Il progetto – un vero e proprio nuovo manifesto della sua poetica – di Wy, è scandito da un dialogo denso e consapevole con la tradizione artistica e letteraria occidentale; tra le prime fonti spicca Paradise Lost di John Milton, che declina e torce la caduta degli angeli ribelli non solo come gesto di sfida, ma come aspirazione all’autonomia dell’esistenza – l’emancipazione indicibile e paradossale dall’origine del tempo e dello spazio, ovvero da Dio. L’angelo di Wy è al contempo disobbedienza eroica ed espiazione in potenza; un prisma attraverso cui si frammentano e disarticolano temi universali quali il desiderio, l’alienazione e il mutamento. Nel suo vagare e sfarinare le ali, si intrecciano la provocazione del peccato e l’urgenza della redenzione, la fragilità della carne e la tenacia rigenerativa dello spirito.

 

Le tele di Wy sono abitate da figure che si moltiplicano e si fondono in posture dinamiche e al contempo immutabili, sospese tra l’orgiastico, il quotidiano e il contemplativo. I colori vibranti, incandescenti, spesso inaciditi, e le linee marcate con incisività contrapposte a velature eteree, imprimono alle composizioni una drammaticità che sfida lo sguardo e lo trasporta in una dimensione dove erotismo e trascendenza si compenetrano. Il corpo femminile, nella visione di Wy, diviene nucleo di soggettività plurali, metafora della tensione tra conformismo e autenticazione del sé. Ogni oggetto concorre quale riflesso narcisistico: le automobili, le webcam, le candele e altri elementi ricorrenti, totemici ma confusi nella moltitudine di accadimenti della scena, trascendono il loro ruolo funzionale per caricarsi di valenze allegoriche: è l’iconografia della tangibilità della memoria, veicolo di modelli culturali e consapevolezze personali che interagiscono con le scenografie interiori, oniriche, dell’artista.

 

La ricerca di Wy è concepita come un diario di viaggio – ultramondano, forse infernale – in cui il linguaggio pittorico si articola in una narrazione stratificata e multimediale. Attraverso un’ampia gamma di tecniche, dai pastelli a cera alla tempera a olio al montaggio video fino all’uso dell’intelligenza artificiale, l’artista rende vita a un racconto di rara densità. In questa fase matura, l’angelo del caos emerge come cifra di una poetica che intreccia sacro e profano, terreno e celeste, iconografia religiosa – dall’Arcangelo Michele alla rivolta e caduta degli angeli ribelli – sintomo di una morale collettiva e decostruzione tagliente dell’epoca odierna segnata da un’apatia e da connessioni sempre più rarefatte.

- [I TUOI COMPITI]
1. Quale opera spicca tra le prime fonti del progetto secondo il brano sulla pittura di Wy?
2. Copia dal brano sulla pittura di Wy la parte che comincia con le parole contenenti "Il progetto –" e termina con "rigenerativa dello spirito.".

- [VOCI ESTRATTE]
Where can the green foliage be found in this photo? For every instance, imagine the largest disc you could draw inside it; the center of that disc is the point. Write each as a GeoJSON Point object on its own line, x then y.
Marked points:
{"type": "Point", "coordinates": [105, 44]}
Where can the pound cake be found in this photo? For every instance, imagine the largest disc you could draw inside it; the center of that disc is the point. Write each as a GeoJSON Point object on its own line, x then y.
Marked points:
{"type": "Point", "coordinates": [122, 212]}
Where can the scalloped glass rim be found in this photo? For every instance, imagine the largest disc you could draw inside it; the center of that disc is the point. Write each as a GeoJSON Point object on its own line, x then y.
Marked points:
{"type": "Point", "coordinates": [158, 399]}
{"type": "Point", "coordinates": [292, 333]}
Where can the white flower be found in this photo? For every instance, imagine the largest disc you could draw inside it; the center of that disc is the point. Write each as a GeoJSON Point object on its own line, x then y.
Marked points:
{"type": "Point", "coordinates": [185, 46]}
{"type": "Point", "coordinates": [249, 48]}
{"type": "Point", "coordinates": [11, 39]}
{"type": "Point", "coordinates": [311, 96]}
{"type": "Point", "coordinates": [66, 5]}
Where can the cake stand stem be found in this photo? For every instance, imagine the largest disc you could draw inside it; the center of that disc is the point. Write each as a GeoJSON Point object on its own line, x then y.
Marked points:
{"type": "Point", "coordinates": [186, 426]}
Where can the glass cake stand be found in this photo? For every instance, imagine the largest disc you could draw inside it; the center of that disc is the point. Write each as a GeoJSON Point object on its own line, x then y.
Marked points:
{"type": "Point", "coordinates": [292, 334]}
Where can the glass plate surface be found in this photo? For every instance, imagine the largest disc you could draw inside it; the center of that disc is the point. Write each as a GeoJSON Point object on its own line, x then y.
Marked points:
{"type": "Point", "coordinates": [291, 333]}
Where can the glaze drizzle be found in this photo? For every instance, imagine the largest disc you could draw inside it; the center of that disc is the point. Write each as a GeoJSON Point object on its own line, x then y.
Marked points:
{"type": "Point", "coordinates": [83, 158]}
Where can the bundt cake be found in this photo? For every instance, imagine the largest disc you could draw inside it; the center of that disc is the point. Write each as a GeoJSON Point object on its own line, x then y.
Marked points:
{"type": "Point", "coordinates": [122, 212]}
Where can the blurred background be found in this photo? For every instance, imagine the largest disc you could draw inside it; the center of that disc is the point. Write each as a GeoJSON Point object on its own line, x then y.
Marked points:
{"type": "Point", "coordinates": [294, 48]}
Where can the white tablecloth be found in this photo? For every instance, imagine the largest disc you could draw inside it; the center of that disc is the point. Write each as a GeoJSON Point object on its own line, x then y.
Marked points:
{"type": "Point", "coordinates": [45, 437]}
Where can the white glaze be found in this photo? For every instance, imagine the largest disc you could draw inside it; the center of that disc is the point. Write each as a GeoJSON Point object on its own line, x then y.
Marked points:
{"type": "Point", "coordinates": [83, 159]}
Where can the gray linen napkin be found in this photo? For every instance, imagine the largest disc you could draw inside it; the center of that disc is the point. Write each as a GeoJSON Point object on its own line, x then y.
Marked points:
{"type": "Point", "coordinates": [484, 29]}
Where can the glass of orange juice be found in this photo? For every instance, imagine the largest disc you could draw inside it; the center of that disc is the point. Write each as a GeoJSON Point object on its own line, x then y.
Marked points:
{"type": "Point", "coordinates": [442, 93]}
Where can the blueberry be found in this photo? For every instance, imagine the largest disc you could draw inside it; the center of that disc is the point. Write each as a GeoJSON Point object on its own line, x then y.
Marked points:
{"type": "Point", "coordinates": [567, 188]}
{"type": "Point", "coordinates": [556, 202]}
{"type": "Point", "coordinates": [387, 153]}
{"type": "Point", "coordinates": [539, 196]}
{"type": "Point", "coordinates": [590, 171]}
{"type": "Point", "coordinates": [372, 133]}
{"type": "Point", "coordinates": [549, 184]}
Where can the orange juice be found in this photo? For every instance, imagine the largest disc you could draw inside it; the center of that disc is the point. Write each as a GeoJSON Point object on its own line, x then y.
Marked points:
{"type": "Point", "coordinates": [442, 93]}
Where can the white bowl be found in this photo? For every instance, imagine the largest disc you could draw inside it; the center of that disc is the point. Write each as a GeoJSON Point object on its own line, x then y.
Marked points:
...
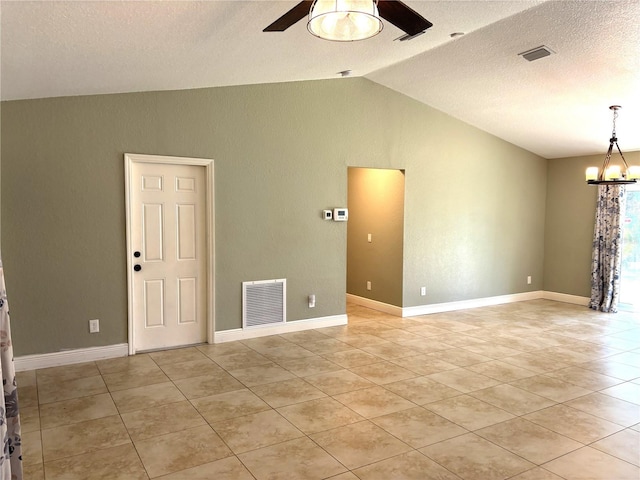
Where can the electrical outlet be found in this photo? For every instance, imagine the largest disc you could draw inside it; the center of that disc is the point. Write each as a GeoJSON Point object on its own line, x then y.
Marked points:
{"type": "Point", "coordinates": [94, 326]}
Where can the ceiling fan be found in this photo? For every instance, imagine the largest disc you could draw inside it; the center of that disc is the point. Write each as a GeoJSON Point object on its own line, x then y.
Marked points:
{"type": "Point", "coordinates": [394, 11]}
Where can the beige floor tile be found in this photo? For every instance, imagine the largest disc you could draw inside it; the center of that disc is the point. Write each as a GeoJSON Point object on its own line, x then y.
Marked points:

- [SOLUZIONI DEI COMPITI]
1. Paradise Lost di John Milton.

2.
Il progetto – un vero e proprio nuovo manifesto della sua poetica – di Wy, è scandito da un dialogo denso e consapevole con la tradizione artistica e letteraria occidentale; tra le prime fonti spicca Paradise Lost di John Milton, che declina e torce la caduta degli angeli ribelli non solo come gesto di sfida, ma come aspirazione all’autonomia dell’esistenza – l’emancipazione indicibile e paradossale dall’origine del tempo e dello spazio, ovvero da Dio. L’angelo di Wy è al contempo disobbedienza eroica ed espiazione in potenza; un prisma attraverso cui si frammentano e disarticolano temi universali quali il desiderio, l’alienazione e il mutamento. Nel suo vagare e sfarinare le ali, si intrecciano la provocazione del peccato e l’urgenza della redenzione, la fragilità della carne e la tenacia rigenerativa dello spirito.